THE INPUT:
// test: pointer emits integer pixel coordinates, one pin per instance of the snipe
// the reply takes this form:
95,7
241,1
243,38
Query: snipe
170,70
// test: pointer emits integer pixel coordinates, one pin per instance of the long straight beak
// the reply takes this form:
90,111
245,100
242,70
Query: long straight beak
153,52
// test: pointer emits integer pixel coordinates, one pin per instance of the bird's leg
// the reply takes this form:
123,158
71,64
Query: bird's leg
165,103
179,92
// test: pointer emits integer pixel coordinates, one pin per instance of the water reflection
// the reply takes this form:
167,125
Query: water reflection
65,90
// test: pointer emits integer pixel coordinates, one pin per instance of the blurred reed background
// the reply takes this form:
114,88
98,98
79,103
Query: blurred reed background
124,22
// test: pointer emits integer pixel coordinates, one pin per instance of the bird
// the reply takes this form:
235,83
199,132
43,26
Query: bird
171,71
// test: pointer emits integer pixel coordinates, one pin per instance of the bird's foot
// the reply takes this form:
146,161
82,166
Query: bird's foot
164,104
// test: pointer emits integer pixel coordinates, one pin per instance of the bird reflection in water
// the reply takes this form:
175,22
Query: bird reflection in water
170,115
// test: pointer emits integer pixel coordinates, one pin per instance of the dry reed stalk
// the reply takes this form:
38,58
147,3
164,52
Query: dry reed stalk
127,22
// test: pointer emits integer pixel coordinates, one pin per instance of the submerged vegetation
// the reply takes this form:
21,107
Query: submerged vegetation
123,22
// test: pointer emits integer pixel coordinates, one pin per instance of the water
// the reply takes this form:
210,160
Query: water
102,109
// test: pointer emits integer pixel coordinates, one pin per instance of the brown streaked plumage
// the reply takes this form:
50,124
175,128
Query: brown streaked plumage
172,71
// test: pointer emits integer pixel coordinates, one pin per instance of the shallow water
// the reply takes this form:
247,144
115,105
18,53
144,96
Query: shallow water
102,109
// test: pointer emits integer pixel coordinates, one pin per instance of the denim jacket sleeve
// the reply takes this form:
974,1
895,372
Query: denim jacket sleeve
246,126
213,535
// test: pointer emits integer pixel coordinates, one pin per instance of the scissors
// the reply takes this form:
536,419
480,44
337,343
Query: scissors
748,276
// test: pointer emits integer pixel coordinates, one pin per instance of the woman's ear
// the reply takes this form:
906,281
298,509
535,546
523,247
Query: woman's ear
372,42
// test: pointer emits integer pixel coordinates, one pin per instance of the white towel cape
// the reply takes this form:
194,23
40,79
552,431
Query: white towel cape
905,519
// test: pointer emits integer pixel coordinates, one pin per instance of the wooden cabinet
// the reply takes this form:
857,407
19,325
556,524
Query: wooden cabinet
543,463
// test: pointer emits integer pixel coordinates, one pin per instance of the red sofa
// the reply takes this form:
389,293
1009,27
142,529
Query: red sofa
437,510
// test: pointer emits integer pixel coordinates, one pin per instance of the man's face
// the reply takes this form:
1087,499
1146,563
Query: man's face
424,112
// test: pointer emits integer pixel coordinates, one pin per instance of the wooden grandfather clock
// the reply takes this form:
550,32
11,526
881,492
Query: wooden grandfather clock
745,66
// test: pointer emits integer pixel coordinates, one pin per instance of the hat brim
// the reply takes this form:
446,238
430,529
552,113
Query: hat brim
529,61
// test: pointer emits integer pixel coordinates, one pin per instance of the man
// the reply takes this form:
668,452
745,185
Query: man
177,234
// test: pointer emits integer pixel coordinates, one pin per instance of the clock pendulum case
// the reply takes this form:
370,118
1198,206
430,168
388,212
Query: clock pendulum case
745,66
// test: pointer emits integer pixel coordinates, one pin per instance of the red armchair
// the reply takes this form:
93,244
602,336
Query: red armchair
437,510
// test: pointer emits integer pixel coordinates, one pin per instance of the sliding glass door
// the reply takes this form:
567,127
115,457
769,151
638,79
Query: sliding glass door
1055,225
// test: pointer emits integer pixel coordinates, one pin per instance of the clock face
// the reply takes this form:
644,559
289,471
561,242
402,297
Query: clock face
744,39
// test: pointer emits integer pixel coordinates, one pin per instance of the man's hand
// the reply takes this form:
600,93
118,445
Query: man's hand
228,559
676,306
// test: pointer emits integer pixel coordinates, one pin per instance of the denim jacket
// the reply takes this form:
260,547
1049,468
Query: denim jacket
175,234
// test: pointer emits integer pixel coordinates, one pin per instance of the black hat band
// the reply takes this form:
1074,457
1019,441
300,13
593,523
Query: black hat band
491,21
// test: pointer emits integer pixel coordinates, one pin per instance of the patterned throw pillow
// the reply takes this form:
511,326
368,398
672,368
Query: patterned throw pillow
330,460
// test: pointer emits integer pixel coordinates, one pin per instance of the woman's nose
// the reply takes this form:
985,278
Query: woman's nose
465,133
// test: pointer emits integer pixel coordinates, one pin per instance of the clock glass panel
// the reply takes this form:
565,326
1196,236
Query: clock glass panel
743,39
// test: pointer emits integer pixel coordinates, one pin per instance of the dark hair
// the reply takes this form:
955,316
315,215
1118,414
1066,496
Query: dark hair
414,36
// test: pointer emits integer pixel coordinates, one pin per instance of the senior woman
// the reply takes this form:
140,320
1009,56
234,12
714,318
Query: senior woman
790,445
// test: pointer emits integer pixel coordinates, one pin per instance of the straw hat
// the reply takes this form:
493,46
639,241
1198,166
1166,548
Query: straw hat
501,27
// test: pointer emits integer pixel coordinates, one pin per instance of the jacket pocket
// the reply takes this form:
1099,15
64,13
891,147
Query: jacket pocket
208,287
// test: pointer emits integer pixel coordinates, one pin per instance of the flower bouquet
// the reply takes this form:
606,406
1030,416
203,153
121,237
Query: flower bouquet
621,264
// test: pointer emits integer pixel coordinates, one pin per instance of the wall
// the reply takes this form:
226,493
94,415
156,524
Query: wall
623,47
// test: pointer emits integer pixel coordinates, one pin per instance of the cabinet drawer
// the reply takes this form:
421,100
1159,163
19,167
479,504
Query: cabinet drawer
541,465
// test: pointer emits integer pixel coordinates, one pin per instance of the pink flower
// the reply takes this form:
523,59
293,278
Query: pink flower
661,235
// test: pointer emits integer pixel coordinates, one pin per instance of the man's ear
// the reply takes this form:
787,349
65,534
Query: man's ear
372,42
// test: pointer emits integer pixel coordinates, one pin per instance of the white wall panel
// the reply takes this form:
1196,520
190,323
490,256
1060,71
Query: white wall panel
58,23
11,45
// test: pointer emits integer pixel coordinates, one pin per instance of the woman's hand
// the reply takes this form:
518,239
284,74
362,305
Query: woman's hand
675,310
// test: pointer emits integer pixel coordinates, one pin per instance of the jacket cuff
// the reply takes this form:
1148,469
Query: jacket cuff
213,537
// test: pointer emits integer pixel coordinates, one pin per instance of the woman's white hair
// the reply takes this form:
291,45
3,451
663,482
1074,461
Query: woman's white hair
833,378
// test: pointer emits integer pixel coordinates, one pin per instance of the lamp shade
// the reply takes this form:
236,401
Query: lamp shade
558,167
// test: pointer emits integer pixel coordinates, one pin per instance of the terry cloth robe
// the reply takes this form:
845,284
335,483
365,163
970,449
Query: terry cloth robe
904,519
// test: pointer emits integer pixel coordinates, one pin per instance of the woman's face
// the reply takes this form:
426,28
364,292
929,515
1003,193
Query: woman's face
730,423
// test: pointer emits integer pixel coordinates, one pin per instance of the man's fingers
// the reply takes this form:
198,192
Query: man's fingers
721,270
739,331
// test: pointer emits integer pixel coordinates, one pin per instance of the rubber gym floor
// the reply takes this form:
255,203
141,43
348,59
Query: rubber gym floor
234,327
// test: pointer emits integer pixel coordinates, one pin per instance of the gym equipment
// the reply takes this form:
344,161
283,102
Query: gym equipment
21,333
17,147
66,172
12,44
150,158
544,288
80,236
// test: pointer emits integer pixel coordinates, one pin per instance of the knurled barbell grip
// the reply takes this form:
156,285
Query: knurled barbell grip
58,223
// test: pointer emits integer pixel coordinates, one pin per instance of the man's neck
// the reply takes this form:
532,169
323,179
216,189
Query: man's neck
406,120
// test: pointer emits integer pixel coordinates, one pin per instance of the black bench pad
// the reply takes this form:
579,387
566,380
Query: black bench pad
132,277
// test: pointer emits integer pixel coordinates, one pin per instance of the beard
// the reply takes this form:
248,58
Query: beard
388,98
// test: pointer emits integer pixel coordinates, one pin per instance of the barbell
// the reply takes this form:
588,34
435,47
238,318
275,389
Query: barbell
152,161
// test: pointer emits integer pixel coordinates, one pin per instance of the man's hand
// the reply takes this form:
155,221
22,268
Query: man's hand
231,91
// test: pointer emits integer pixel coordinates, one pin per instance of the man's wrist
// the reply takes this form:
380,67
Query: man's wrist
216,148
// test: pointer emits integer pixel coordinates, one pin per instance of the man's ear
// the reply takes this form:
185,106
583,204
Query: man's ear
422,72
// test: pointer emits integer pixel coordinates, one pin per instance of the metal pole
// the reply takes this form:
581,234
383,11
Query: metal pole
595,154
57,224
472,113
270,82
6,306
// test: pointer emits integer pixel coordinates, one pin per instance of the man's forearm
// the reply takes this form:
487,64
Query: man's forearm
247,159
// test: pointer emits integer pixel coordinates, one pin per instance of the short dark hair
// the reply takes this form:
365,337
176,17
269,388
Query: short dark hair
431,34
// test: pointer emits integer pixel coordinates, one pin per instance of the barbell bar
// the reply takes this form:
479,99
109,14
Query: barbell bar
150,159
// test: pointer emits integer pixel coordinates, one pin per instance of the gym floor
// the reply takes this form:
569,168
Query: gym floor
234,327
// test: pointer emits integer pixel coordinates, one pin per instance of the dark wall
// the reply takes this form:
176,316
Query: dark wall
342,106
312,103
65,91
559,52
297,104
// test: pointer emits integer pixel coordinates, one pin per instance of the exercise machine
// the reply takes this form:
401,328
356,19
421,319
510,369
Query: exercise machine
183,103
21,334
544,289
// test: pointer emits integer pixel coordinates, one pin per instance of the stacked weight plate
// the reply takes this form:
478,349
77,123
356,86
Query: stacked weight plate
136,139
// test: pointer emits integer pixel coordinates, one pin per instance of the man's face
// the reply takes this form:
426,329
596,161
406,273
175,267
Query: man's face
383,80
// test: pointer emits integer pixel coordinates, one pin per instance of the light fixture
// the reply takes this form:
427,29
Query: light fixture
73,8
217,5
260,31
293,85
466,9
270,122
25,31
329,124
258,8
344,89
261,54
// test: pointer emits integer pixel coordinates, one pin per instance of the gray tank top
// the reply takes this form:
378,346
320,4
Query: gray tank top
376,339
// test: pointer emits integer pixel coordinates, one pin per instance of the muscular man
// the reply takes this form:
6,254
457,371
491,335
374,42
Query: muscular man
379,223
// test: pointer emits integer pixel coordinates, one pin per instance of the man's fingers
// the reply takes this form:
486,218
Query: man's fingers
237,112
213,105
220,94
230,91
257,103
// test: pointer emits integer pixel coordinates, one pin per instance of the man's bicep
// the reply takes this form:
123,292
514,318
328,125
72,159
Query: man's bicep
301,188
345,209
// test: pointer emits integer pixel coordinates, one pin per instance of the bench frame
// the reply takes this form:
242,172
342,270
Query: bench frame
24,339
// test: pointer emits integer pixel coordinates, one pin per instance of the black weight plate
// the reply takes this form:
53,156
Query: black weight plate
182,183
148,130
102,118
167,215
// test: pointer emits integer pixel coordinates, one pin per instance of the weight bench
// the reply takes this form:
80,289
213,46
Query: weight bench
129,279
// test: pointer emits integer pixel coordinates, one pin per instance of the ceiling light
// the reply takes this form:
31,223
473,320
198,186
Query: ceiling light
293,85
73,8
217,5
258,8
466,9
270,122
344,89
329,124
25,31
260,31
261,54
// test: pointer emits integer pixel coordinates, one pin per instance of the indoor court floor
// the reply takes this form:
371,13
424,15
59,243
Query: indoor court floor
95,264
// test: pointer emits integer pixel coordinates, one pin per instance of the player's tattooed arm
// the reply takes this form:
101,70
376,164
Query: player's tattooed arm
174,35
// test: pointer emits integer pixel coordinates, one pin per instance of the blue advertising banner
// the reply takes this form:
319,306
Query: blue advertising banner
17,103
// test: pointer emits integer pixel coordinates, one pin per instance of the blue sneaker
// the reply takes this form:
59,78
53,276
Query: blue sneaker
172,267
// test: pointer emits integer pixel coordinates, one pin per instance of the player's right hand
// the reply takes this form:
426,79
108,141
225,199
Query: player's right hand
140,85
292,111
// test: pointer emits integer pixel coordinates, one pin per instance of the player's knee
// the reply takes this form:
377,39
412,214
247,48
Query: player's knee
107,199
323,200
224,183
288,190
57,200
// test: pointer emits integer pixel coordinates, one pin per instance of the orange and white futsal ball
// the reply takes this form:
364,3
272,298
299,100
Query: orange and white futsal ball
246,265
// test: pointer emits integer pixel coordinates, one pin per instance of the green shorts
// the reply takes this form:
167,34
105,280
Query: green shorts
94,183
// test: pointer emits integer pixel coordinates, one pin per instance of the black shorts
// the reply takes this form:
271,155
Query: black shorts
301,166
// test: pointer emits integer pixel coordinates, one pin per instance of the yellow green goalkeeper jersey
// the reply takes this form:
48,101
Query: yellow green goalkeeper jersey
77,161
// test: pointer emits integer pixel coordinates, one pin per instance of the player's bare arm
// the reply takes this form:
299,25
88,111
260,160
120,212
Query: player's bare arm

WRITTEN INSTRUCTION: Give back exactly the lines from the line holding "the green shorts" through the last line of the listing, including both.

TASK ANSWER:
// test: pointer emits integer pixel coordinates, one pin per instance of the green shorts
// the reply takes this form:
167,34
105,280
Query: green shorts
94,183
// test: pointer emits integer pixel coordinates, one pin per instance of the black shorts
// the reply takes this form:
271,155
Query: black shorts
301,166
// test: pointer emits integer pixel coordinates, one pin per instance of the yellow green goalkeeper jersey
// the reply takes this form:
48,101
Query: yellow green goalkeeper jersey
77,161
// test: pointer emits integer pixel coordinates, one pin per instance of the player's bare arm
// the reply takes this form:
299,25
88,111
260,160
120,212
Query: player's bare arm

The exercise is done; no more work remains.